[設問]:
[a] 医師数をめぐる元の文章のうち、「医師の過剰状態を解消するため」から「への転換」を促進する狙いだ。」までを一字一句変えずに書き写すこと。
[b] 医師の増員と定員削減を扱った元の文章の続きを、最後の文の後から書き継ぐこと。

[元の文章]:
────
毎日社説 社説:医師の増員 舛添さん、今度こそ成果を - 毎日jp(毎日新聞)

 厚生労働省が「安心と希望の医療確保ビジョン」をまとめ、医師不足の解消に大きくかじを切った。82年に閣議決定した「医師数の抑制」方針を転換するものだ。医師増員を阻んでいた壁を崩すことを意味し、国がようやく医師不足対策に取り組む姿勢を示したものと受け止めたい。同時に、政府の対応遅れが医療崩壊を招いたことも指摘しておきたい。

 
 ちなみに。
 
国立医・歯学部100人削減へ 千葉大など5校 62年春から過剰時代に対応(読売1986.12.16)

 医師の過剰状態を解消するため、大蔵、文部両省は十六日、編成作業中の六十二年度予算で、三つの国立大学医学部と二つの同歯学部の入学定員を合計百人削減する方針を固めた。厳しい財政難から、来年度の文教予算は圧縮が避けられないが、両省は定員削減で浮いた分を医科・歯科生の臨床実習の充実などに振り向ける考え。医師養成の「量から質への転換」を促進する狙いだ。
────
[データ内容]:
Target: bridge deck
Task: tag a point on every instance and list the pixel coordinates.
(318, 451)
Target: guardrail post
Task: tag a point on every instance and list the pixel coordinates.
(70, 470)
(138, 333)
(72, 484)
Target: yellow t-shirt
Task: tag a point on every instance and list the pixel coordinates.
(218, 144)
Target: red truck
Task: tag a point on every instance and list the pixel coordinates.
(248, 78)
────
[解答]:
[a]
医師の過剰状態を解消するため、大蔵、文部両省は十六日、編成作業中の六十二年度予算で、三つの国立大学医学部と二つの同歯学部の入学定員を合計百人削減する方針を固めた。厳しい財政難から、来年度の文教予算は圧縮が避けられないが、両省は定員削減で浮いた分を医科・歯科生の臨床実習の充実などに振り向ける考え。医師養成の「量から質への転換」を促進する狙いだ。

[b]
 百人削減の内訳は、千葉大鳥取大、鹿児島大の各医学部の定員を百二十人から百人に減らし、九州大、広島大の歯学部の定員をそれぞれ八十人から六十人に削減するというもの。六十二年度予算の今年度内成立を前提に、六十二年春の新入学者から適用する。
 両省が医科・歯科系の学生減らしを図るのは、医師の過剰問題が深刻化しているため。臨時行政改革推進審議会も六月の最終答申で、国立大学医・歯学部の入学定員について速やかに見直すよう求めている。
 厚生省は四十五年、人口十万人当たりで、六十年までに医師百五十人、歯科医師五十人の目標を設定した。ところが、この目標は医師が五十八年、歯科医師が五十五年に早くも達成され、その後も“医師乱造時代”を反映して増え続け、地域によっては、医師が集中したため過当競争気味になっている。
 一方、厳しい財政難のため文教予算はピンチに立たされている。概算要求の〇・一%増の確保は難しく、国立学校特別会計の赤字も膨らんで新規施策にも大きな足かせになっている。このため、大蔵、文部両省は、入学定員百人削減による予算の節減効果を生かして、臨床実習の充実など医・歯科学部の教育条件の向上を図る方針。
 なお、国立大学医・歯学部の現状は、医学部が四十二大学、定員計四千五百人、歯学部が十一大学、八百二十人。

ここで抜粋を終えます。